_Textauszug:_
★ ★ ★

Frankreich scheitert mit Anerkennungs-Offensive – UN-Konferenz zeigt Europas Spaltung

Frankreich scheitert mit Anerkennungs-Offensive – UN-Konferenz zeigt Europas Spaltung


Hinter verschlossenen Türen versuchte Frankreich in New York, eine gemeinsame Erklärung zur Anerkennung eines Palästinenserstaates durchzusetzen. Doch der Versuch scheiterte. Zahlreiche Länder lehnten den Vorstoß ab oder zögerten – darunter auch viele europäische Partner. Ein diplomatisches Debakel, das die Illusion einer einheitlichen Nahoststrategie entlarvt.

Frankreich scheitert mit Anerkennungs-Offensive – UN-Konferenz zeigt Europas Spaltung

Der französische Vorstoß zur Anerkennung eines palästinensischen Staates ist vorerst gescheitert. In einem internen Treffen auf Ministerebene am Rande der UN-Konferenz zur „friedlichen Lösung der Palästinafrage“ in New York wollte Paris eine gemeinsame Erklärung durchsetzen – mit dem Ziel, noch vor der UN-Generalversammlung im September möglichst viele Staaten zur formellen Anerkennung Palästinas zu bewegen.

★ ★ ★

_Datensätze:_
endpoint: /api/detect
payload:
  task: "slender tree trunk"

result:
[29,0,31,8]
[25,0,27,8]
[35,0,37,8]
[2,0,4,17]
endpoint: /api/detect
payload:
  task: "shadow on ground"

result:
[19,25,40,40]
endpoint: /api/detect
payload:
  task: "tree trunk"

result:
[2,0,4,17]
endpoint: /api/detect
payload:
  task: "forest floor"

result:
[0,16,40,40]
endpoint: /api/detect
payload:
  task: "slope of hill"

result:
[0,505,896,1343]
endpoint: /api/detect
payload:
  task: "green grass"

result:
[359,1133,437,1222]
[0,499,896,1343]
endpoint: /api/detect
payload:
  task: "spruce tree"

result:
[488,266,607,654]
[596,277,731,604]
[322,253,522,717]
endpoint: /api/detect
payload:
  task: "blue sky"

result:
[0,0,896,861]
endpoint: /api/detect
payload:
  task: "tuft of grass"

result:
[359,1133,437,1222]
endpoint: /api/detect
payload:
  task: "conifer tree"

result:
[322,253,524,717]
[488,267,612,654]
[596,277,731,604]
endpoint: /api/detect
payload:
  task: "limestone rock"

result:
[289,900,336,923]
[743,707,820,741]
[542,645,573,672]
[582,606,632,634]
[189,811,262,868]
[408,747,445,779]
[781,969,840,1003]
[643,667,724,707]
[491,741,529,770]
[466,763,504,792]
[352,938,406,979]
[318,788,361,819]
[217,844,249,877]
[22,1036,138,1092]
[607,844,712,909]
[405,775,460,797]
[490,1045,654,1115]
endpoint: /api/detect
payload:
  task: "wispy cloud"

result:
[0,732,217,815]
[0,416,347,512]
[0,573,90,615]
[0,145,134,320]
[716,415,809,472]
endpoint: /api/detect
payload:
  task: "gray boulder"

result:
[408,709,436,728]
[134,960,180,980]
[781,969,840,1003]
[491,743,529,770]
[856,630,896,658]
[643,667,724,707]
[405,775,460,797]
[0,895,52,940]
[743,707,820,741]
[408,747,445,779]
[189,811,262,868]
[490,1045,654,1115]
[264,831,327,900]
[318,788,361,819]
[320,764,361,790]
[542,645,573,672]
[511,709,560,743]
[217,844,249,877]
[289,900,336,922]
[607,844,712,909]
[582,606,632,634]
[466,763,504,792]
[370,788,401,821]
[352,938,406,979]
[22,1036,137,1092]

★ ★ ★

_Arbeitsaufträge:_
a) Beginne bei der ersten Zeile der Datensätze und höre nach der Zeile auf, die „[716,415,809,472]“ enthält. Gib nur diese Zeilen samt Anfragen erneut aus und verschiebe dabei jede Zahl der Rahmenkoordinaten in den Ergebnissen um -150.
b) Führe den Textauszug über Frankreichs gescheiterten Vorstoß zur Anerkennung eines Palästinenserstaates nach seinem letzten Satz weiter.
Der Textauszug und die Datensätze stammen aus voneinander unabhängigen Quellen.

_Lösungen:_
a)
endpoint: /api/detect
payload:
  task: "slender tree trunk"

result:
[-121,-150,-119,-142]
[-125,-150,-123,-142]
[-115,-150,-113,-142]
[-148,-150,-146,-133]
endpoint: /api/detect
payload:
  task: "shadow on ground"

result:
[-131,-125,-110,-110]
endpoint: /api/detect
payload:
  task: "tree trunk"

result:
[-148,-150,-146,-133]
endpoint: /api/detect
payload:
  task: "forest floor"

result:
[-150,-134,-110,-110]
endpoint: /api/detect
payload:
  task: "slope of hill"

result:
[-150,355,746,1193]
endpoint: /api/detect
payload:
  task: "green grass"

result:
[209,983,287,1072]
[-150,349,746,1193]
endpoint: /api/detect
payload:
  task: "spruce tree"

result:
[338,116,457,504]
[446,127,581,454]
[172,103,372,567]
endpoint: /api/detect
payload:
  task: "blue sky"

result:
[-150,-150,746,711]
endpoint: /api/detect
payload:
  task: "tuft of grass"

result:
[209,983,287,1072]
endpoint: /api/detect
payload:
  task: "conifer tree"

result:
[172,103,374,567]
[338,117,462,504]
[446,127,581,454]
endpoint: /api/detect
payload:
  task: "limestone rock"

result:
[139,750,186,773]
[593,557,670,591]
[392,495,423,522]
[432,456,482,484]
[39,661,112,718]
[258,597,295,629]
[631,819,690,853]
[493,517,574,557]
[341,591,379,620]
[316,613,354,642]
[202,788,256,829]
[168,638,211,669]
[67,694,99,727]
[-128,886,-12,942]
[457,694,562,759]
[255,625,310,647]
[340,895,504,965]
endpoint: /api/detect
payload:
  task: "wispy cloud"

result:
[-150,582,67,665]
[-150,266,197,362]
[-150,423,-60,465]
[-150,-5,-16,170]
[566,265,659,322]

b)
Doch statt eines Durchbruchs folgte ein ernüchternder Dämpfer: Weder Europa noch Asien schlossen sich der französischen Linie an. Mehr noch – der Versuch, innerhalb von 48 Stunden eine weitreichende Erklärung zu erzwingen, stieß bei zahlreichen Delegationen auf Widerstand. Frankreichs Außenminister Jean-Noël Barrot, der die Initiative persönlich leitete, konnte zwar Staaten wie Norwegen, Irland, Slowenien und Island hinter sich vereinen – doch der Großteil der Teilnehmer lehnte den Vorstoß ab oder wich ihm aus.

„Israel versteht nur Druck“ – aber nicht alle wollen mitziehen

Besonders deutlich wurde Luxemburgs Außenminister Xavier Bettel, der erklärte: „Israel versteht nur Druck – Macron darf nicht allein gelassen werden.“ Die französische Regierung befürchtet laut Bettel, isoliert zu wirken, sollte sie im Alleingang Palästina anerkennen. Auch Irlands Außenminister Simon Harris sprang Paris bei und nannte die Anerkennung einen wichtigen symbolischen Schritt zur Wiederbelebung des Friedensprozesses.

Doch diese Sichtweise teilt längst nicht jeder. Zahlreiche EU-Mitglieder – insbesondere in Mittel- und Osteuropa – erklärten, dass eine solche Entscheidung mehr Zeit benötige. Sie signalisierten zwar prinzipielle Offenheit für eine Zwei-Staaten-Lösung, lehnten aber eine spontane Erklärung ab, die innerhalb weniger Tage formuliert und abgestimmt werden sollte. Das Resultat: Frankreich stand am Ende mit einer bröckelnden Unterstützergruppe da – und ohne Konsens.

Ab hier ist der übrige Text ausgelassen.